Aufgabe: Wie geht der Text über Ai Weiweis Turandot-Inszenierung nach seinem letzten Satz weiter? Schreiben Sie die Fortsetzung.

Lesetext:
Einen Opern-Muffel als Opern-Regisseur: Das hat sich das Teatro Dell’Opera di Roma 2020 mit Ai Weiwei ans Haus geholt.
«Ich interessiere mich nicht für Opern», proklamiert der chinesische Künstler gleich zu Beginn des Dokfilms «Ai Weiweis Turandot». Die Ouvertüre ins Ungewisse wird durch Regisseur Maxim Derevianko begleitet.
Der Opern-Neuling
Im Film geht es um den Entwicklungsprozess der Inszenierung des Opernklassikers von Giacomo Puccini – und um alle Höhen und Tiefen hinter den Kulissen.
Der Gang durch die Gewerke mit Opern-Neuling Ai Weiwei führt auch zu kurligen Situationen. Etwa, wenn sich Ai Weiwei ungelenk und etwas abwesend durch die Requisiten-Werkstätten bewegt. Und auf einmal nicht rabiat wie sonst immer wirkt.
Fachfremde Regie
Fachfremde Regisseurinnen und Regisseure gibt es an Opernbühnen immer wieder. Solche Experimente lohnen sich für Opernhäuser. Denn die Konkurrenz ist gross. Rom beispielsweise konkurriert im eigenen Land mit zwei der besten Bühnen der Welt: der Scala in Mailand und dem Opernhaus San Carlo in Neapel.

Gezeigtes Material:

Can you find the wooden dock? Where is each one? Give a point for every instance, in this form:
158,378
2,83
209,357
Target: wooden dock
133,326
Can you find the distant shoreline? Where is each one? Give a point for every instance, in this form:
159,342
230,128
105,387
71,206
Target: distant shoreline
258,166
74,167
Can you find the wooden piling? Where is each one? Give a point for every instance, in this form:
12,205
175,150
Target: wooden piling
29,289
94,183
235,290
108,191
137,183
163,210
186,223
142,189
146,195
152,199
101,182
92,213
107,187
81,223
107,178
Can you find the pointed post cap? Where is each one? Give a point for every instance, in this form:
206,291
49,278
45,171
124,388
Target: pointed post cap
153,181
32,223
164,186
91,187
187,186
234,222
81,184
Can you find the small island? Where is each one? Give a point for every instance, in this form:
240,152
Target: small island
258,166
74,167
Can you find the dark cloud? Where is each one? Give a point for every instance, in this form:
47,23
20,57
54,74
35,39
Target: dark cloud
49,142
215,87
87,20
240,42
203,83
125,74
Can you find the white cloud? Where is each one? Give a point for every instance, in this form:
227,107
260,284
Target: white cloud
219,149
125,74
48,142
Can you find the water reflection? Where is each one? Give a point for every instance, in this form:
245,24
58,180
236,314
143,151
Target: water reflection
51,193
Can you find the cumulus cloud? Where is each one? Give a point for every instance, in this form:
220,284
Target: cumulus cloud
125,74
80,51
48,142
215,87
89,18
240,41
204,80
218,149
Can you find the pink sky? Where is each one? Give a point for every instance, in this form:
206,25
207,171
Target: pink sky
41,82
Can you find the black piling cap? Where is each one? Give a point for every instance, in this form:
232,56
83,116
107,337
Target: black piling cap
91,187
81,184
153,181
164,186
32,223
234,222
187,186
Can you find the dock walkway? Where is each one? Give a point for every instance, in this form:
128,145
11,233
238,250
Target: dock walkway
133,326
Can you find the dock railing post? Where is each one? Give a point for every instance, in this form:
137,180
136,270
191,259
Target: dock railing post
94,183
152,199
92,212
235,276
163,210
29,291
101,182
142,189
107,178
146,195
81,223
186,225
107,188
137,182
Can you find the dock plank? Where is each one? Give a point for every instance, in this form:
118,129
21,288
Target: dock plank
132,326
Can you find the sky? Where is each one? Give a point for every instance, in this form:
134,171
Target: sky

Erwartete Antwort:
Rom muss das Auffallen beherrschen. Bereits 2016 inszenierte mit Sofia Coppola (Filmregisseurin von «Lost in Translation» und «Marie Antoinette») eine Nicht-Opern-Regisseurin am Haus. Sofia Coppola, Ai Weiwei: beides keine Household-Names am Opernhaus. Das spielt dem Teatro in die Karten: Die Tickets an diesen Abenden verkaufen sich gut.
Verdauliche Erzählstruktur
Auch dem Dokfilm tut es gut: Dadurch, dass Ai Weiwei auf dem Gebiet unerfahren ist, kann das Kinopublikum die komplexen Abläufe hinter einer Inszenierung niederschwellig miterleben.
Durch Rückblenden auf das künstlerische Leben von Ai Weiwei ordnet Regisseur Derevianko seine künstlerischen Entscheidungen ein. Und da ist auch der rabiate Ai Weiwei dabei, der beispielsweise 2008 in Erdbebentrümmern die chinesische Regierung kritisiert.
Damals hielten in der chinesischen Provinz Sichuan Regierungsgebäude einem schweren Beben stand, während Schulhäuser in sich zusammenfielen und tausende Kinder unter sich begruben.
Zwischen Politik und Pathos
Solch unbequeme politische Aktionen führten 2011 mutmasslich zur Festnahme Ai Weiweis. Für 81 Tage wurde er vom autoritären chinesischen Regime unter einem Vorwand interniert.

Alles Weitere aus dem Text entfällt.